**** EXERCISE DATA ****

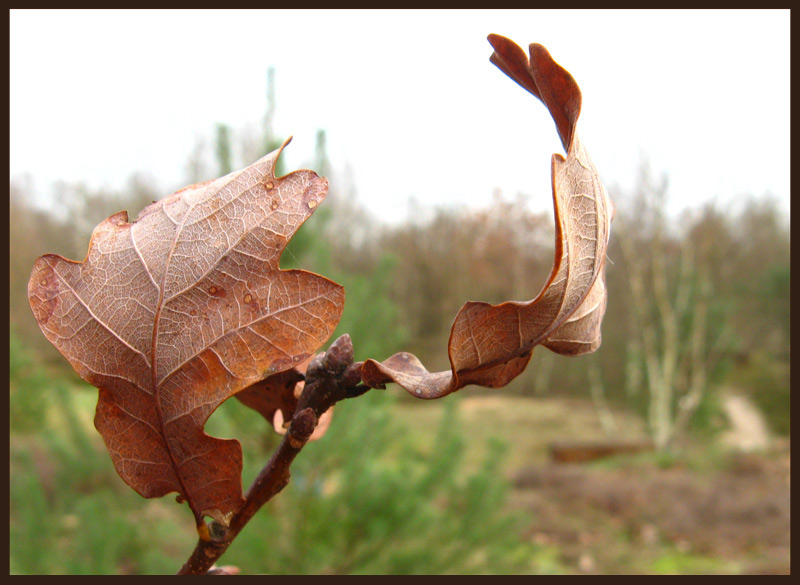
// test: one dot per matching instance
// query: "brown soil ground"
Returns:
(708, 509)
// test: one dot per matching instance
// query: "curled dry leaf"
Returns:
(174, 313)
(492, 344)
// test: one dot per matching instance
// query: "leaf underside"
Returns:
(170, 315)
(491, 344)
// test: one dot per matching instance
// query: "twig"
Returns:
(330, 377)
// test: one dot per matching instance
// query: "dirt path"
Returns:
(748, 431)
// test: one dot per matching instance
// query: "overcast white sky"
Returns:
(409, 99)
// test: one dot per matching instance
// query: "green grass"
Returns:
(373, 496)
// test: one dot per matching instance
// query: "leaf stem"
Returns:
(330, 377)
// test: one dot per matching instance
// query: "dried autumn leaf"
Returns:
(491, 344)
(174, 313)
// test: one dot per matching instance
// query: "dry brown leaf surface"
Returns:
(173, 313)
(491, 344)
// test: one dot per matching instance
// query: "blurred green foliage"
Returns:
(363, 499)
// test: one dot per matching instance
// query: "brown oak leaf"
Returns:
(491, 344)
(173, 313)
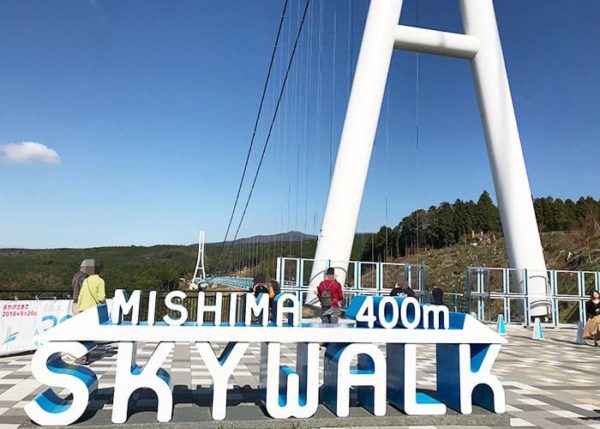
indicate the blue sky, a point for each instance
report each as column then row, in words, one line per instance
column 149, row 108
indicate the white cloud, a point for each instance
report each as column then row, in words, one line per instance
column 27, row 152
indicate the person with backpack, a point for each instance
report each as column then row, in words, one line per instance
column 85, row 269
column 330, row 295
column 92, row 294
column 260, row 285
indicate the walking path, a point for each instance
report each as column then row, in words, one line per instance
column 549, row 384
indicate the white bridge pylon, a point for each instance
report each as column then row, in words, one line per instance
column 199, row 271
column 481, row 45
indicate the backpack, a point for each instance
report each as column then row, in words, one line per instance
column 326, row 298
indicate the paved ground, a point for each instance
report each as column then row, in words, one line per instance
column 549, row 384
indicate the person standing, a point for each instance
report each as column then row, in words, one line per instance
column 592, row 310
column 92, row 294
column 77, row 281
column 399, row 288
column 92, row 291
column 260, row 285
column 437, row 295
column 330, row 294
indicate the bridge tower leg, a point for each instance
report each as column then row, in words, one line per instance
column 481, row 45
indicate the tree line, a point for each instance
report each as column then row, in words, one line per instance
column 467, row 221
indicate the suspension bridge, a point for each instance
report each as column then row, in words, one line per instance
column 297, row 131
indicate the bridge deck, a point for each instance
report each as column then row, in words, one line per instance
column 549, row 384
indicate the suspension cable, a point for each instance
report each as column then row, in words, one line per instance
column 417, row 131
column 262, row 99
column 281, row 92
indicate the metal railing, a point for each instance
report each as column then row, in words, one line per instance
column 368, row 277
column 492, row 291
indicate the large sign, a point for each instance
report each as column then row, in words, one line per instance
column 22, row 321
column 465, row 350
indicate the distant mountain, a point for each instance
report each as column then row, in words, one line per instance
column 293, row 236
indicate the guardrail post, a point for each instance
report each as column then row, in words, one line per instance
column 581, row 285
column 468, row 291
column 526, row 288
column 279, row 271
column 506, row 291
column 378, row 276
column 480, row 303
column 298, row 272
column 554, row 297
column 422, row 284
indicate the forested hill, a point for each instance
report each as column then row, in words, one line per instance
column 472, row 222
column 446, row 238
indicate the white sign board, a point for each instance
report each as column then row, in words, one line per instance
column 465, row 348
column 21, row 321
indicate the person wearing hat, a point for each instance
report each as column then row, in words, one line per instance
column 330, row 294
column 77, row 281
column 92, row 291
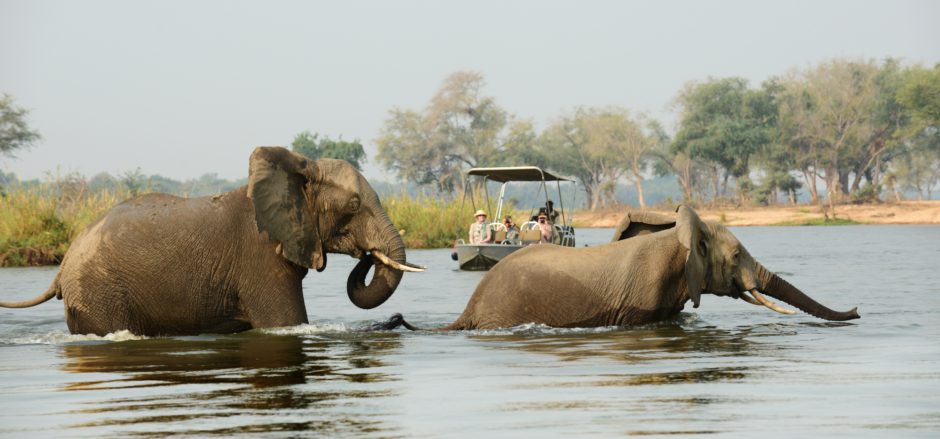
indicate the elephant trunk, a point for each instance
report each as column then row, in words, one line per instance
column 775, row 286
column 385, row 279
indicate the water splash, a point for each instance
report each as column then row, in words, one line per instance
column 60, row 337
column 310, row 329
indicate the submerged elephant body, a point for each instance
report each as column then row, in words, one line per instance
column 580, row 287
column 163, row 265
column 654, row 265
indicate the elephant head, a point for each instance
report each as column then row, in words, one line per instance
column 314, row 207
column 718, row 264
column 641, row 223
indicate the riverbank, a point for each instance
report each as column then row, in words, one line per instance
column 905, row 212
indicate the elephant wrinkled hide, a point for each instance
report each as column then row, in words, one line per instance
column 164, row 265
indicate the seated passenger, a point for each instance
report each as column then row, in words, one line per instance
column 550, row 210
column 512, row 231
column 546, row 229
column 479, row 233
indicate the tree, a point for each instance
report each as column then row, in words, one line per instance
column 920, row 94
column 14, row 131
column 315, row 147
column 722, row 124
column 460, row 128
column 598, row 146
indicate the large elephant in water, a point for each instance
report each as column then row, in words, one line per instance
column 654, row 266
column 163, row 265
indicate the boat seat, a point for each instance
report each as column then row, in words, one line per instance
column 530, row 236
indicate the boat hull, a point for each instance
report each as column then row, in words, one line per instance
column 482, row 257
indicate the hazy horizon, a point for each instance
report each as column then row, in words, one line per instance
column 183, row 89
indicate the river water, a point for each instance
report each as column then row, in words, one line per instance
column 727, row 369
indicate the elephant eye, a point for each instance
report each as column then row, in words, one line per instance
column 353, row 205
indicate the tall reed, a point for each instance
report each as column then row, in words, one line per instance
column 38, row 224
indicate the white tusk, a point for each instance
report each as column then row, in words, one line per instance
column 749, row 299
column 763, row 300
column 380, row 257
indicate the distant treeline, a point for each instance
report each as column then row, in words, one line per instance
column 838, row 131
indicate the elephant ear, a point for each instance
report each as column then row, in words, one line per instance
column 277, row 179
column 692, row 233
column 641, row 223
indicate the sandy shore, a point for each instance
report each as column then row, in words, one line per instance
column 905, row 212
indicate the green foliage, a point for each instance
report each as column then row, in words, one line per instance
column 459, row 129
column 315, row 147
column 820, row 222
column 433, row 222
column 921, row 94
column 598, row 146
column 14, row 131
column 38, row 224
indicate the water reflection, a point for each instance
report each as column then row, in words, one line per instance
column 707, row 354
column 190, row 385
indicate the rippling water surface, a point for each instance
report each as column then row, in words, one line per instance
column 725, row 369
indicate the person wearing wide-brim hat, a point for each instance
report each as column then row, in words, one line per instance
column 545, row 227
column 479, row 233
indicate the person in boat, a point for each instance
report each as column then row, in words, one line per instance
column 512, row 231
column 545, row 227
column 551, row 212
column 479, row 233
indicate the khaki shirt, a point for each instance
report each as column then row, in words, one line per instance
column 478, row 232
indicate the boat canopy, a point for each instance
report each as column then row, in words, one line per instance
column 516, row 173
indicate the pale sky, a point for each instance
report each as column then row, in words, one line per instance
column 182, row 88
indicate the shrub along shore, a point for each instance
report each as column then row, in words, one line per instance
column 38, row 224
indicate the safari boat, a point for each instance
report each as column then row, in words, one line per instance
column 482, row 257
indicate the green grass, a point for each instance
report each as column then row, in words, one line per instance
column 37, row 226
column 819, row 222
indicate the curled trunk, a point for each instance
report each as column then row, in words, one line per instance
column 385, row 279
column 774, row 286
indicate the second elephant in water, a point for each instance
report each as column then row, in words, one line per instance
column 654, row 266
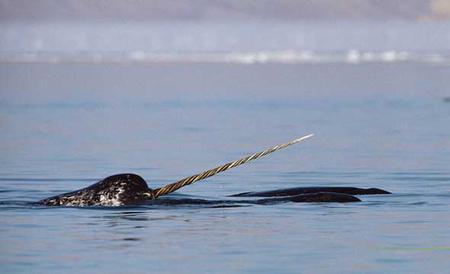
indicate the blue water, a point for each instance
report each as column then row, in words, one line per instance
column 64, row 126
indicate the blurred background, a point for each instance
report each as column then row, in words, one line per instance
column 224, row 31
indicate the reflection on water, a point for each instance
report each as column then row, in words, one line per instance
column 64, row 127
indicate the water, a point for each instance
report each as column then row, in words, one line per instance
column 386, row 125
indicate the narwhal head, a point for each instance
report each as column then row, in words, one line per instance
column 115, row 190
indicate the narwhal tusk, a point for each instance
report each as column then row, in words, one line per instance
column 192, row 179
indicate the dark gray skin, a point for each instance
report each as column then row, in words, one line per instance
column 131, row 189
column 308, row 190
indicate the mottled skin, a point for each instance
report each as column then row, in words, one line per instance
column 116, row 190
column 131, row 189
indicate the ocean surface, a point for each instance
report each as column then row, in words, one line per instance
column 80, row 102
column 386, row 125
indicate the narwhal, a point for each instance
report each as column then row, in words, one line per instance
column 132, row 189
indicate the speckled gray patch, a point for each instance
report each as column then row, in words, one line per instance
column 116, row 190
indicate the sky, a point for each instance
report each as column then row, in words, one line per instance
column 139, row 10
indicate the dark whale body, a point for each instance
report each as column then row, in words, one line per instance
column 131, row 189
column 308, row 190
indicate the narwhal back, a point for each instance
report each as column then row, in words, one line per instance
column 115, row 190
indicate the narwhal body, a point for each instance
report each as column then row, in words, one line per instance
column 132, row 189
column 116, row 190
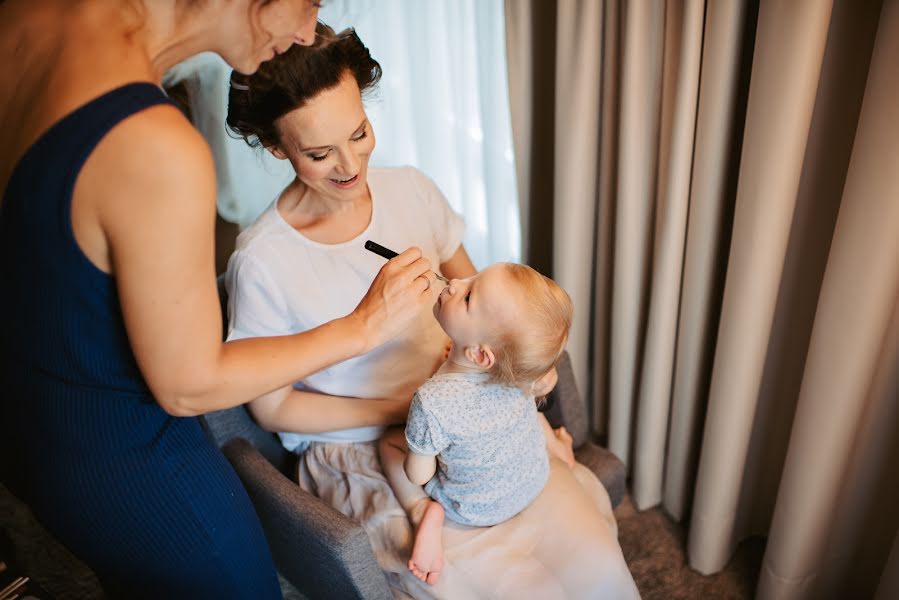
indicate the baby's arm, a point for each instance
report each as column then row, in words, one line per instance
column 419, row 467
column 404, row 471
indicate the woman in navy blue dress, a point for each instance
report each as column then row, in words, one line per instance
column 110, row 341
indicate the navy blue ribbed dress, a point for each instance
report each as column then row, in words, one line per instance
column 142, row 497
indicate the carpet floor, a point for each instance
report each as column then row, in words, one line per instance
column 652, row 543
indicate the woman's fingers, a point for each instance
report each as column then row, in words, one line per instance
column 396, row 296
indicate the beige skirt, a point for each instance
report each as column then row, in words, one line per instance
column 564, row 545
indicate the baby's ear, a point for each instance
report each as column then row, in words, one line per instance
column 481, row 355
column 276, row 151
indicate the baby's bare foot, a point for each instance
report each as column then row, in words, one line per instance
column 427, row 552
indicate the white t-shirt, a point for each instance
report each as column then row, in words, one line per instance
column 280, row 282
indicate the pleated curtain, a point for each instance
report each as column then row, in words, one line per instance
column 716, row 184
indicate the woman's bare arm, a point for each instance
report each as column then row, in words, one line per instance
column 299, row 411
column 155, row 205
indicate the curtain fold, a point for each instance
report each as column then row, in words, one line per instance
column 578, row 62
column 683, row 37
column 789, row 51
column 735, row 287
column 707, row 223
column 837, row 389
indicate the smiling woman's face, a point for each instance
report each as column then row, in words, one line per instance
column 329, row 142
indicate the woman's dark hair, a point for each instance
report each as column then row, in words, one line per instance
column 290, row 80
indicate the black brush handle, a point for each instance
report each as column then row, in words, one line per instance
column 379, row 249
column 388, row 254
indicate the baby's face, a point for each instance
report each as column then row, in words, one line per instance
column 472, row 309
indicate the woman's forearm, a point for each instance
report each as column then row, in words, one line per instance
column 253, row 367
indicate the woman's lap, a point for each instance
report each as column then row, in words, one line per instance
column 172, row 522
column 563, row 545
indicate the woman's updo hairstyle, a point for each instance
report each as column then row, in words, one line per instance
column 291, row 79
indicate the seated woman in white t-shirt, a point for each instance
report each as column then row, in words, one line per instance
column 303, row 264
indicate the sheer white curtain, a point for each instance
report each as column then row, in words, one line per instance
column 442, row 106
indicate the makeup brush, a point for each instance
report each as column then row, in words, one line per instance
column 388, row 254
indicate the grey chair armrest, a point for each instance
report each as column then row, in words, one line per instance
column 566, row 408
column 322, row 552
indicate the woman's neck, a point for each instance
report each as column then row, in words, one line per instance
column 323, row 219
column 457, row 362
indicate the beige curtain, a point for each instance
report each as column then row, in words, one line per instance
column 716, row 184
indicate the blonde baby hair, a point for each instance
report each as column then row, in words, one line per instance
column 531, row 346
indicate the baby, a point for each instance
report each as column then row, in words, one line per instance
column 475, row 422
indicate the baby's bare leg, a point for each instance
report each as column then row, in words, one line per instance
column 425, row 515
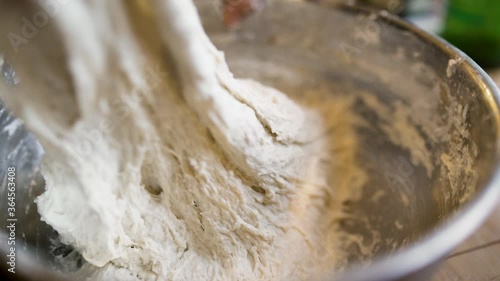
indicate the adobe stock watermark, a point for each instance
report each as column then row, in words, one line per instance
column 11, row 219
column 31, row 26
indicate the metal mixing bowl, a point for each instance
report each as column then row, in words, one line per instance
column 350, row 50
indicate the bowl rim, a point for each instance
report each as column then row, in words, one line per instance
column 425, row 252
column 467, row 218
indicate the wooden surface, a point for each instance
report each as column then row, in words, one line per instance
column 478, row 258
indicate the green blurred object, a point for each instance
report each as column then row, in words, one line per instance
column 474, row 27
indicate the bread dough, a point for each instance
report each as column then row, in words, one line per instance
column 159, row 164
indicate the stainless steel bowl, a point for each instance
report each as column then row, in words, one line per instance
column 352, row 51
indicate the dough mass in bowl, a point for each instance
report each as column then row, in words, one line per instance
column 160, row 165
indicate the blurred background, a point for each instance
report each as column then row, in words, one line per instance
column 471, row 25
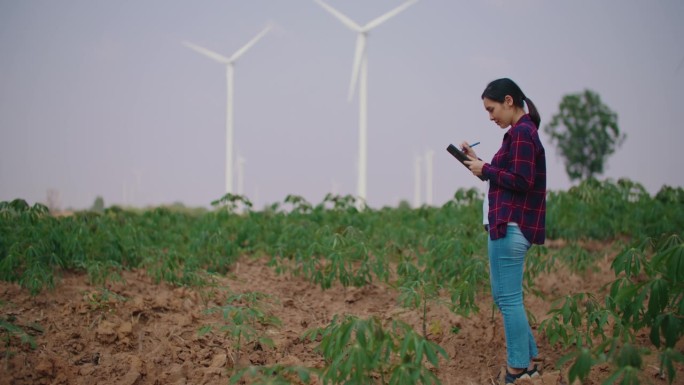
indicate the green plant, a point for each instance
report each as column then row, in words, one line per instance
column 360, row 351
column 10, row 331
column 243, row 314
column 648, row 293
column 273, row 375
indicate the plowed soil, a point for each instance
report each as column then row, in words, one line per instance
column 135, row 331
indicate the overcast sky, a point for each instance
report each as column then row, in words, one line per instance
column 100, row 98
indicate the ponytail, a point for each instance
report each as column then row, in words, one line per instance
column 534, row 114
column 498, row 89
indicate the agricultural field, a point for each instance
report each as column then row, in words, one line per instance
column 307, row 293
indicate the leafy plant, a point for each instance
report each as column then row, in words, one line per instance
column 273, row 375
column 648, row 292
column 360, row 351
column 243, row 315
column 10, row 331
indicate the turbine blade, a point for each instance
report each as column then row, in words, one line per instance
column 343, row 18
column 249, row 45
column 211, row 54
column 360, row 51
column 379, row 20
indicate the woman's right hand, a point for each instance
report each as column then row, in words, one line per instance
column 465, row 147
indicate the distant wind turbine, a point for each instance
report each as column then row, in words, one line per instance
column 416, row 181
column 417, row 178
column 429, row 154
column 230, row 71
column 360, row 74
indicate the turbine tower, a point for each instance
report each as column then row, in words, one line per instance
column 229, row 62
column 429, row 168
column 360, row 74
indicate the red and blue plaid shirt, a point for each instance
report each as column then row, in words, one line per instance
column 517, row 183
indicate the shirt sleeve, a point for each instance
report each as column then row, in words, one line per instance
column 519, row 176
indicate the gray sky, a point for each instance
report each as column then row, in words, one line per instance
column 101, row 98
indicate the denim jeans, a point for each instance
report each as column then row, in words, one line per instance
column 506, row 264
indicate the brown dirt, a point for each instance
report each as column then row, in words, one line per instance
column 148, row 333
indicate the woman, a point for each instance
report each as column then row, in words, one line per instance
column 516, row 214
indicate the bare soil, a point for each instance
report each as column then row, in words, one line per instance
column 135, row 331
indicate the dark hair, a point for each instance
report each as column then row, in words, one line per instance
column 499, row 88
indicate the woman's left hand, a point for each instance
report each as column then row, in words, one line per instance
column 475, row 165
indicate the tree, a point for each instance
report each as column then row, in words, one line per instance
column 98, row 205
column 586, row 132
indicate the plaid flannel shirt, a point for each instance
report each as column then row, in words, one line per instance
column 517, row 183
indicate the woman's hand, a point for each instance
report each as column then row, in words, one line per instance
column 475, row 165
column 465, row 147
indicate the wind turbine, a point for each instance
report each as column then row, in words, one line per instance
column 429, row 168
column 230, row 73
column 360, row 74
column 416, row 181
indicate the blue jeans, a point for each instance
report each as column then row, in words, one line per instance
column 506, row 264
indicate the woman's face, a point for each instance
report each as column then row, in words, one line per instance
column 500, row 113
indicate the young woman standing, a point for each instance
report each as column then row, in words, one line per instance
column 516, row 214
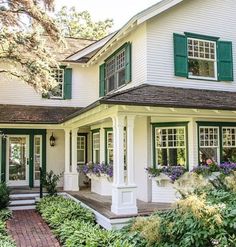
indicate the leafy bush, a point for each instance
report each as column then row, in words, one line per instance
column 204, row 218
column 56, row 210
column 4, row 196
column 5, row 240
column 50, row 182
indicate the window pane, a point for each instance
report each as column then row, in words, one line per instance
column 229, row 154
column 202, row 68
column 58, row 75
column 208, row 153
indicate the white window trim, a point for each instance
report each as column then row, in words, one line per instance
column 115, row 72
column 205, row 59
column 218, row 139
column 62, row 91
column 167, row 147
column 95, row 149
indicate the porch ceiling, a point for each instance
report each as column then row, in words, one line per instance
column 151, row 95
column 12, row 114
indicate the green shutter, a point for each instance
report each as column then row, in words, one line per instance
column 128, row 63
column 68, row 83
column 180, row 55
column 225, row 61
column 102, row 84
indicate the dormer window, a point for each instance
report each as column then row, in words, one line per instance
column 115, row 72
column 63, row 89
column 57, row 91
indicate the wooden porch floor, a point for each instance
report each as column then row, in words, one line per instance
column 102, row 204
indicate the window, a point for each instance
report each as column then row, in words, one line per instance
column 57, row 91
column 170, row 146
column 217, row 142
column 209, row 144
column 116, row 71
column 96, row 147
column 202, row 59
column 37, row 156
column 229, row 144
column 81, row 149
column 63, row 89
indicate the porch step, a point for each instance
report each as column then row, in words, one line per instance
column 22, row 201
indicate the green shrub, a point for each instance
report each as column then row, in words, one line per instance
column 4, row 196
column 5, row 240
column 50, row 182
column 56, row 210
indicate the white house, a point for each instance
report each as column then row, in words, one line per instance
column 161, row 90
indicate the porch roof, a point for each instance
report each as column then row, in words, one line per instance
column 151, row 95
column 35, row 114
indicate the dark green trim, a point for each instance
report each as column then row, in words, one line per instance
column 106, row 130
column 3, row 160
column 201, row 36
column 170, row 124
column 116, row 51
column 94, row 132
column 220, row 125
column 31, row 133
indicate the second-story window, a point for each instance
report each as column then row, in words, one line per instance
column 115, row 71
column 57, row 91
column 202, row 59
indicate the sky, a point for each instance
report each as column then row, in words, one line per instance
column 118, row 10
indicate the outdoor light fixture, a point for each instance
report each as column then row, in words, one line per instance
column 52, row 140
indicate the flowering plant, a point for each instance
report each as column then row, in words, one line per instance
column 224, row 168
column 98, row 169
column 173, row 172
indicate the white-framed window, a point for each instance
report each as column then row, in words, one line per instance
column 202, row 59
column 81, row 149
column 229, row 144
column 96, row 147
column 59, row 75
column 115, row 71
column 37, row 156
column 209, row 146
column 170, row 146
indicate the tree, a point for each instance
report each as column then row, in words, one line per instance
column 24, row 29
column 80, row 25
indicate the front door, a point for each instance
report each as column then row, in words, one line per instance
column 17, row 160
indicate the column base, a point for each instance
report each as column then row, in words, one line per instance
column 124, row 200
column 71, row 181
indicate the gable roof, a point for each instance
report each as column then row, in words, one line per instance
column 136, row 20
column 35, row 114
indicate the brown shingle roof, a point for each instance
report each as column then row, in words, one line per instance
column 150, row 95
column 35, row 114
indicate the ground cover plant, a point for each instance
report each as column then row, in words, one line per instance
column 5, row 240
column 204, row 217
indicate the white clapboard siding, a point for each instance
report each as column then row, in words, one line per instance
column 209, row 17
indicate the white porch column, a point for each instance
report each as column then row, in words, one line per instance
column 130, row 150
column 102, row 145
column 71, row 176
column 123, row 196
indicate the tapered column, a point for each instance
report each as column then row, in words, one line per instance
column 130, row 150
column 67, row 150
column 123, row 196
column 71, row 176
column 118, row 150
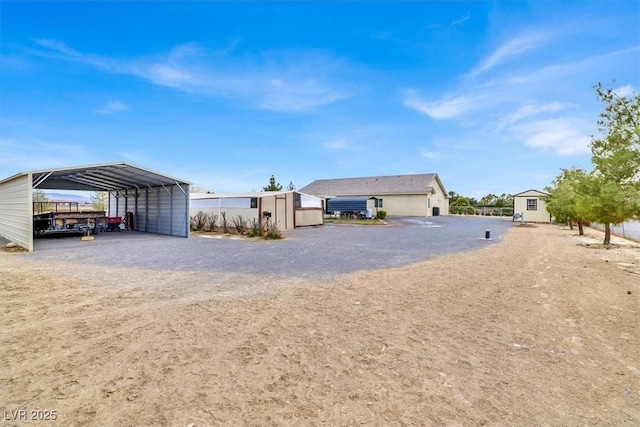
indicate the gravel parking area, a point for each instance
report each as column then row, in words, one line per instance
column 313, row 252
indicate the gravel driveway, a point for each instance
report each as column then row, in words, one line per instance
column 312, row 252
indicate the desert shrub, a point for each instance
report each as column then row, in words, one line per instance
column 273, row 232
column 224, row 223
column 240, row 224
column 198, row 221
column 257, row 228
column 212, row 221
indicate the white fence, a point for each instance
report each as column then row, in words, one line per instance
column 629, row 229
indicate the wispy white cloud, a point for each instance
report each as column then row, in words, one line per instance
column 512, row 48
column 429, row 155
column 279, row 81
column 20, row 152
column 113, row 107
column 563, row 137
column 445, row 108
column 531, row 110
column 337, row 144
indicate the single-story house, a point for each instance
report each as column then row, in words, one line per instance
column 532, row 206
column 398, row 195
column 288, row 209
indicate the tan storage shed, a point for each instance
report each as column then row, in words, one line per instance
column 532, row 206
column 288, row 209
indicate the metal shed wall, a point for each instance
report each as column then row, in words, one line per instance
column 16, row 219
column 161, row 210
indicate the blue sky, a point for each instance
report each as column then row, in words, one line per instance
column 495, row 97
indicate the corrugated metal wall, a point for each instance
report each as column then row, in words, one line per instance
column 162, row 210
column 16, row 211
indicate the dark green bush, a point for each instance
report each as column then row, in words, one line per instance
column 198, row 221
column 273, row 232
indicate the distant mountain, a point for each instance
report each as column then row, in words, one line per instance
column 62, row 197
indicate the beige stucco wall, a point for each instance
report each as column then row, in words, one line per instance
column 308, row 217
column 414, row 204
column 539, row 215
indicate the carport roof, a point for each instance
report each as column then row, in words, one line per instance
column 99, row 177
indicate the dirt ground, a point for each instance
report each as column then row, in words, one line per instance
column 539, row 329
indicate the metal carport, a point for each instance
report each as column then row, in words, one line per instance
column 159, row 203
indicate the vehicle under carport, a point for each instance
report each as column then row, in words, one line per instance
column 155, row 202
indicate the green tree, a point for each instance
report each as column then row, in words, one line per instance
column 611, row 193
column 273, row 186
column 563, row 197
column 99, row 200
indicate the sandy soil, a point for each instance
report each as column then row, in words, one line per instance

****

# EXERCISE PROMPT:
Scan the data above and copy each line containing the word "trim".

# REPLY TO THE EXERCISE:
indicate the white window trim, a point for each instance
indicate the dark green trim, a point for each instance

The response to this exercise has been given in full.